··· Data to process

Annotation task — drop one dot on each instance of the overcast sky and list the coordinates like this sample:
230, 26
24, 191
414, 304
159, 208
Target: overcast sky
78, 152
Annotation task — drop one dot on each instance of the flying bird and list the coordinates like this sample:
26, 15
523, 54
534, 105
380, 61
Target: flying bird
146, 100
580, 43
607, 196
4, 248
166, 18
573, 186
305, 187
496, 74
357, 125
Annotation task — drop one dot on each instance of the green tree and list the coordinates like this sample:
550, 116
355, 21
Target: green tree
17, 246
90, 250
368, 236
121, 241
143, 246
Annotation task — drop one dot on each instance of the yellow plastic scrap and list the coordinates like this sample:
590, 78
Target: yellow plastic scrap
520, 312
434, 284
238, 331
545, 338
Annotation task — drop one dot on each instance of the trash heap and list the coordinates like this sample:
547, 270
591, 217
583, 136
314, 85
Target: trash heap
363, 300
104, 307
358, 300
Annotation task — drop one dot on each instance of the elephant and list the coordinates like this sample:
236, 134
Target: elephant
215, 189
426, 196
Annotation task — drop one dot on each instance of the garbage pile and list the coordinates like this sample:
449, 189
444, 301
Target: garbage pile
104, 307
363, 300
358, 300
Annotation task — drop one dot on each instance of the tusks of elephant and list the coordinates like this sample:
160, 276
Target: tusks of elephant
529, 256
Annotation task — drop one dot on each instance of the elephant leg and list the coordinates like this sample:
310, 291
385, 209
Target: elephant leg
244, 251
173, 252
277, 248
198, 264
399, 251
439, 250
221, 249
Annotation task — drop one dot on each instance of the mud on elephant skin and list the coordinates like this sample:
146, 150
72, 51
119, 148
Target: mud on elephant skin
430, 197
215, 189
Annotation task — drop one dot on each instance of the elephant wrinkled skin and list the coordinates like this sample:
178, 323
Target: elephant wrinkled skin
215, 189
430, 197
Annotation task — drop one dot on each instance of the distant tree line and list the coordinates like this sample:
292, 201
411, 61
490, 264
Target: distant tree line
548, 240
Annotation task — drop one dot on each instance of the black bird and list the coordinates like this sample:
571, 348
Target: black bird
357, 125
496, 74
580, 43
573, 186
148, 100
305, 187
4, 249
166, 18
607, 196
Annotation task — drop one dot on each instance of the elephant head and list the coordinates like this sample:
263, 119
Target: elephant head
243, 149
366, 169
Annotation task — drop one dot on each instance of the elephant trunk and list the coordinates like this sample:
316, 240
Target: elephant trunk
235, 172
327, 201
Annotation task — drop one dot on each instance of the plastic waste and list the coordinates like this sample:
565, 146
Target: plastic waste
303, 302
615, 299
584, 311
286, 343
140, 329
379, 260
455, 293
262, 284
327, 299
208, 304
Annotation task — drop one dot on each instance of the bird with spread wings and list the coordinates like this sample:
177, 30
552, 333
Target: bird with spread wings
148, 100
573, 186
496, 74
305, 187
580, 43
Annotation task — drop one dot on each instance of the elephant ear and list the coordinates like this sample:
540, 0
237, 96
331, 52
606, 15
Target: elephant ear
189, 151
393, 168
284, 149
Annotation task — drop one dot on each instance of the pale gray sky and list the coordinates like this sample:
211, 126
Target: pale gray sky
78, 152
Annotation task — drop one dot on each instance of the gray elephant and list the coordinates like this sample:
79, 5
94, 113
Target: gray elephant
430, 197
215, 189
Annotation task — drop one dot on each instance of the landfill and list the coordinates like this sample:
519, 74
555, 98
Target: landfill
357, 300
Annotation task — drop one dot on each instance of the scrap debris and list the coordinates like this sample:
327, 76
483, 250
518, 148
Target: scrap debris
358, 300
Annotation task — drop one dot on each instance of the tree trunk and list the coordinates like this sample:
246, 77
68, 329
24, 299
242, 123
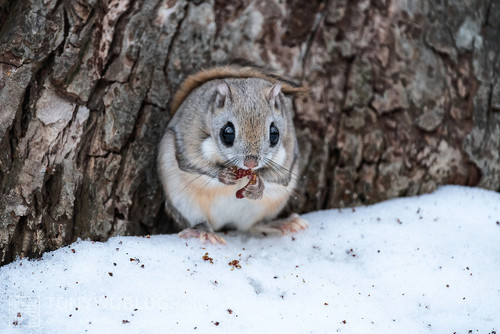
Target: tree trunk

······
··· Data to process

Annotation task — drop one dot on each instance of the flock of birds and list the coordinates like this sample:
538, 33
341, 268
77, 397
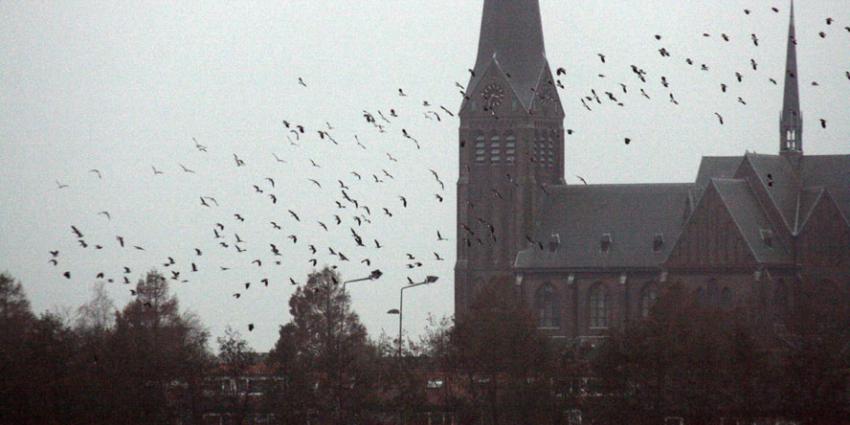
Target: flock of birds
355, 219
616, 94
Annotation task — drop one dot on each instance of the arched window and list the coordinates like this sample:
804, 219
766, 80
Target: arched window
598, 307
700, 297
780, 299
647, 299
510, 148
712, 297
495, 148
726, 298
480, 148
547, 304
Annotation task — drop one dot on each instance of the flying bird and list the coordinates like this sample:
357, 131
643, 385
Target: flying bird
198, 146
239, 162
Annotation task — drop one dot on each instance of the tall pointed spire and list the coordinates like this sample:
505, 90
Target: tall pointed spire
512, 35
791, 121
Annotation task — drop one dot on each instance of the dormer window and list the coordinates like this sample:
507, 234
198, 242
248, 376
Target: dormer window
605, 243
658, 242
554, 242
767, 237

······

- _Exercise directions_
Look above for the line with "of the tree" and the line with "Target: tree trunk", then copy them and all lines in between exactly as written, and only those, without any pictures.

- _Output for this exercise_
Annotation task — drop one dot on each instance of the tree trunk and list the coordinates like this sample:
246, 77
68, 329
24, 299
242, 123
Target: tree trunk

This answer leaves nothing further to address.